● Task prompt
Your task is to repeat the records exactly from the line containing "Query: worker in green vest" onward, through the final line.

##############################

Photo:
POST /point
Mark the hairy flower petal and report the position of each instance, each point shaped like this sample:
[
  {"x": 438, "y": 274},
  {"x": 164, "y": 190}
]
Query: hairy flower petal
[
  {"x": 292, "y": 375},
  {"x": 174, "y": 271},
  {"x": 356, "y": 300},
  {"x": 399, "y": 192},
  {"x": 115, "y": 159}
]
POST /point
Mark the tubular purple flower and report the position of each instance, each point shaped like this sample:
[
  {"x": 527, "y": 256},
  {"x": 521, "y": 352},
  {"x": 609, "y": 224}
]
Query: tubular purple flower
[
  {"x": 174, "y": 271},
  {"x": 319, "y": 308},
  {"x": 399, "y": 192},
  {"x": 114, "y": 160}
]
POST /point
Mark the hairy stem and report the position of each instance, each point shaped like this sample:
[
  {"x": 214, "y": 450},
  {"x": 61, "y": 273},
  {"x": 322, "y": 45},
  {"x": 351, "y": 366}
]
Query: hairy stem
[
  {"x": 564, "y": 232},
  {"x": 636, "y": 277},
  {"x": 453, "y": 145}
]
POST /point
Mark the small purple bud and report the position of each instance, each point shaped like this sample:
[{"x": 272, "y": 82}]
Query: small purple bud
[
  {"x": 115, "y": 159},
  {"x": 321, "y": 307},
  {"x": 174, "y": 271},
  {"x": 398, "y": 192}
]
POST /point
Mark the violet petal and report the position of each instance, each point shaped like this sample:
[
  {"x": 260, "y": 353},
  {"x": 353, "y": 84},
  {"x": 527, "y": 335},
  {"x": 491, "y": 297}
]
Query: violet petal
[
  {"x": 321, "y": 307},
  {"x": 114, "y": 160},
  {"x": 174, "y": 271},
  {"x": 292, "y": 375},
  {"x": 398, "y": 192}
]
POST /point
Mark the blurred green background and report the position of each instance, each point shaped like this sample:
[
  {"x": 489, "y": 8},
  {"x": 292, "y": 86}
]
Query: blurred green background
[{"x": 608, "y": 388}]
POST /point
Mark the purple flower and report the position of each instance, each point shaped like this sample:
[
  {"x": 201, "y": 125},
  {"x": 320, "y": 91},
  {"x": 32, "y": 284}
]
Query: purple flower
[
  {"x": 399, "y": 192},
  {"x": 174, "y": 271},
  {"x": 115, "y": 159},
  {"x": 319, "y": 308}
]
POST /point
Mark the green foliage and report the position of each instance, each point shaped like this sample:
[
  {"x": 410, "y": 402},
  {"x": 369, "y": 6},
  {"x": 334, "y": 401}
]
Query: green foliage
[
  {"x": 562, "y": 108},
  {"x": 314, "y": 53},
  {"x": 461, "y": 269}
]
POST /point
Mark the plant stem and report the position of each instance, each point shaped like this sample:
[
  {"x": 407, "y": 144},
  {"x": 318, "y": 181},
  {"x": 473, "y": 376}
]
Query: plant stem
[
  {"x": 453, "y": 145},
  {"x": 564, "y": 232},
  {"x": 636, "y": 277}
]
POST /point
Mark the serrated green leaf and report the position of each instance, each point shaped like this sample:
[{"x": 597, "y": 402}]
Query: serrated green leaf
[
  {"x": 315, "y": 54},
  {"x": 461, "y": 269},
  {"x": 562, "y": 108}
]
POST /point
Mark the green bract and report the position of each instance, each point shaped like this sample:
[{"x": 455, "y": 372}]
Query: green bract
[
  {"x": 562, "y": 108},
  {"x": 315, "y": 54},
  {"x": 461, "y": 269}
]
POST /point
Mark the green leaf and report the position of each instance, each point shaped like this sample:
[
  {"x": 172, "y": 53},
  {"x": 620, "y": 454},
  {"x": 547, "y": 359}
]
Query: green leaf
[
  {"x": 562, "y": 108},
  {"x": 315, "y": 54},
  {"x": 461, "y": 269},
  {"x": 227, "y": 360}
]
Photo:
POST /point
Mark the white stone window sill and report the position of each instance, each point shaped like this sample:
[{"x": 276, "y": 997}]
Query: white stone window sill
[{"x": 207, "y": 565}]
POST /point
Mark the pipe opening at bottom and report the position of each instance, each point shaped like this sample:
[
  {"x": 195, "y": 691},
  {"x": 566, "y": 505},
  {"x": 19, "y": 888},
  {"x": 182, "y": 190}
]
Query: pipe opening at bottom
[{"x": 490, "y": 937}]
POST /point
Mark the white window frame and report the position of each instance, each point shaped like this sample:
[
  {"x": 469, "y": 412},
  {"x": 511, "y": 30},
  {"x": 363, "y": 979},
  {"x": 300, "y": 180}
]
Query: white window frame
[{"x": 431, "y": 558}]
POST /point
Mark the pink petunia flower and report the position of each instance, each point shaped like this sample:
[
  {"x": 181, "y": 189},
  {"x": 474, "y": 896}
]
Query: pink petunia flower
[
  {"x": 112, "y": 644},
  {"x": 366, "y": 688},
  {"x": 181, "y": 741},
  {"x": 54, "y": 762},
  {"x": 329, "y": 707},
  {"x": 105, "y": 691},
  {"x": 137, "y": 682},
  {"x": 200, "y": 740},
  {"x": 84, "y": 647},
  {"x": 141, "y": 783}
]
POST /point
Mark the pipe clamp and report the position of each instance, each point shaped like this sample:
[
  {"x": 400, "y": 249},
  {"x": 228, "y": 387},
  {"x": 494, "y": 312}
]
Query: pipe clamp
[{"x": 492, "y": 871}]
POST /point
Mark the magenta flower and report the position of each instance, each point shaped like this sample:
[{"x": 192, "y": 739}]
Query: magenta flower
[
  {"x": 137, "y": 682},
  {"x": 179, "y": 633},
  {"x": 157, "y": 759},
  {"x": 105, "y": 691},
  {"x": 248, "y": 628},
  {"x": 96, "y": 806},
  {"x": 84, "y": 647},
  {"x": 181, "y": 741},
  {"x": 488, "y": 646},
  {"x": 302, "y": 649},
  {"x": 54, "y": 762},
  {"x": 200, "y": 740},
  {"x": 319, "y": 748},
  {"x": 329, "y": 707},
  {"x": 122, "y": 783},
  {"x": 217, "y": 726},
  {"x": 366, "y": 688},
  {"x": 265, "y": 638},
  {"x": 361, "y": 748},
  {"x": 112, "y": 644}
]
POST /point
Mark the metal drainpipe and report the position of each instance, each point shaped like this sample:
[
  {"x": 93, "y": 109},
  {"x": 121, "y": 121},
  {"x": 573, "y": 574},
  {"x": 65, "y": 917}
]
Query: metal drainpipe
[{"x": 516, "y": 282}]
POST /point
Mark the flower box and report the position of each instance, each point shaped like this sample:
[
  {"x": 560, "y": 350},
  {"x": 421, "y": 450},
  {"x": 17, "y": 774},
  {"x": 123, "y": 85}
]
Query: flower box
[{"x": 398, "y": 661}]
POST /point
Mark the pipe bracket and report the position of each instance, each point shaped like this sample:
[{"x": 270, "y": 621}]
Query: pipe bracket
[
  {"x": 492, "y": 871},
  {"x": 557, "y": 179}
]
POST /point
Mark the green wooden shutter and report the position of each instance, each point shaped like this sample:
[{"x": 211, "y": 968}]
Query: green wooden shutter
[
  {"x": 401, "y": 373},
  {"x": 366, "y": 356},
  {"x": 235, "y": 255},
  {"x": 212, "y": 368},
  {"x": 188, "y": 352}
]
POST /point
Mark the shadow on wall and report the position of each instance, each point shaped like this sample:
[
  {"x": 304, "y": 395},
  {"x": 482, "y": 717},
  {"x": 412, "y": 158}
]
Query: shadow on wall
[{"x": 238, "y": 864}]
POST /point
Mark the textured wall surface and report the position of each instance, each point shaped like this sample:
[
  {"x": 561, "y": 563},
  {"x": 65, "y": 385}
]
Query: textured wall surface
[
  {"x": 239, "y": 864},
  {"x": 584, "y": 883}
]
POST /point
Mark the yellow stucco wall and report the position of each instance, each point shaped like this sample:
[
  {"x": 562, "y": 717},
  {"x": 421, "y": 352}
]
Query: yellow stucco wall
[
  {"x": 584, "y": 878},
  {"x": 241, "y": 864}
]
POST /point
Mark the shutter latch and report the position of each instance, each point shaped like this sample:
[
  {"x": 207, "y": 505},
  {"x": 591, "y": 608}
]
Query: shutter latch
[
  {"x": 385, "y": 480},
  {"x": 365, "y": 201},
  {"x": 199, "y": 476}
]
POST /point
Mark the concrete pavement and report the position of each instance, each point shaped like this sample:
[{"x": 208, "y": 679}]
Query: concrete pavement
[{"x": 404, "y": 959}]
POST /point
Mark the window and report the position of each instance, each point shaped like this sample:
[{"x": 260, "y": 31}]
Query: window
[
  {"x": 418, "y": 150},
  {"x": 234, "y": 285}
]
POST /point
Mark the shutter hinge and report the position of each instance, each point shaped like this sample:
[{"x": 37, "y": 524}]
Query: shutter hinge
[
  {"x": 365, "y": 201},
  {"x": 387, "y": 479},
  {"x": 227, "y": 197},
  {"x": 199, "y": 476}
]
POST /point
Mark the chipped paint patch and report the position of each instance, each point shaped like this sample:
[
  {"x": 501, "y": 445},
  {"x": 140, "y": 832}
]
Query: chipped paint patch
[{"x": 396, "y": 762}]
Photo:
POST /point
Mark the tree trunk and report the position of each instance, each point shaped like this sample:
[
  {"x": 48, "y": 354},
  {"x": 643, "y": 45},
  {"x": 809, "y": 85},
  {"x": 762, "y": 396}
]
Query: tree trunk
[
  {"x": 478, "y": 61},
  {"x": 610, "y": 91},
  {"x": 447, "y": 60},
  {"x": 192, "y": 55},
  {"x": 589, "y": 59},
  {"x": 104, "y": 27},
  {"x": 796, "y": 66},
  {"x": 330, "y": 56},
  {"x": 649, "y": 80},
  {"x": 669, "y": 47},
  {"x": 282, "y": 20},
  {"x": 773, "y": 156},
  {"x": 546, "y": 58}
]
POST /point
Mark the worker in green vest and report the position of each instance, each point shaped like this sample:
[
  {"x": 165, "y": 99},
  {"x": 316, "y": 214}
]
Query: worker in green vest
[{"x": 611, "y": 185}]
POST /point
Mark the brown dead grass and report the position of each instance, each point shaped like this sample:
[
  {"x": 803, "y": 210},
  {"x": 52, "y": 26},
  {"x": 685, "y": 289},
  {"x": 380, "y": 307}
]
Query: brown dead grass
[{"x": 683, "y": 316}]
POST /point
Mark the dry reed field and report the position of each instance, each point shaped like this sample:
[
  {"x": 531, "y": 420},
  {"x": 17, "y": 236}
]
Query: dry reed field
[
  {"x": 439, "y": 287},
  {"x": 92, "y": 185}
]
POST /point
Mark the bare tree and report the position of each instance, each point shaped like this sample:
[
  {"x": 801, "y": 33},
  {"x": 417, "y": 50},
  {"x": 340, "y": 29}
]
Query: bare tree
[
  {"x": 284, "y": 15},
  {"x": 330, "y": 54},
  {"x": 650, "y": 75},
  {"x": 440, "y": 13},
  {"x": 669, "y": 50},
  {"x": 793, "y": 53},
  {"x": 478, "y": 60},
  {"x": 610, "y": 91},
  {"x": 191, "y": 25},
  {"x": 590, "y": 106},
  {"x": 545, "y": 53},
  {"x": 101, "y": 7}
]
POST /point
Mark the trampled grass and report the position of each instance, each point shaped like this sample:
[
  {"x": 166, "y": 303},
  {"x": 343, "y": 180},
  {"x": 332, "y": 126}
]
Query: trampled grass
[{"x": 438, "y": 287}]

##############################

● Expected output
Query: worker in green vest
[{"x": 611, "y": 185}]
POST /point
Mark the brown dead grass and report the position of each instance, each point shaped like this sample:
[
  {"x": 803, "y": 210},
  {"x": 52, "y": 26},
  {"x": 685, "y": 289},
  {"x": 380, "y": 307}
]
Query: brown dead grass
[{"x": 683, "y": 316}]
POST /point
Mark the dry reed field and report the position of each instance, each point shaped like this sample:
[
  {"x": 531, "y": 420},
  {"x": 17, "y": 236}
]
Query: dry reed field
[
  {"x": 439, "y": 287},
  {"x": 92, "y": 185}
]
POST /point
Mark the bare tree and report the position of each instance, each point shaped like this sample:
[
  {"x": 801, "y": 33},
  {"x": 417, "y": 50},
  {"x": 340, "y": 29}
]
Query: bare tree
[
  {"x": 284, "y": 15},
  {"x": 330, "y": 54},
  {"x": 650, "y": 75},
  {"x": 440, "y": 13},
  {"x": 669, "y": 50},
  {"x": 793, "y": 53},
  {"x": 478, "y": 60},
  {"x": 610, "y": 91},
  {"x": 191, "y": 25},
  {"x": 590, "y": 106},
  {"x": 545, "y": 53},
  {"x": 101, "y": 7}
]
POST /point
Mark the trampled grass and report the position of each instance, each point shaped like this sample:
[
  {"x": 166, "y": 303},
  {"x": 343, "y": 180},
  {"x": 332, "y": 126}
]
Query: trampled grass
[{"x": 438, "y": 287}]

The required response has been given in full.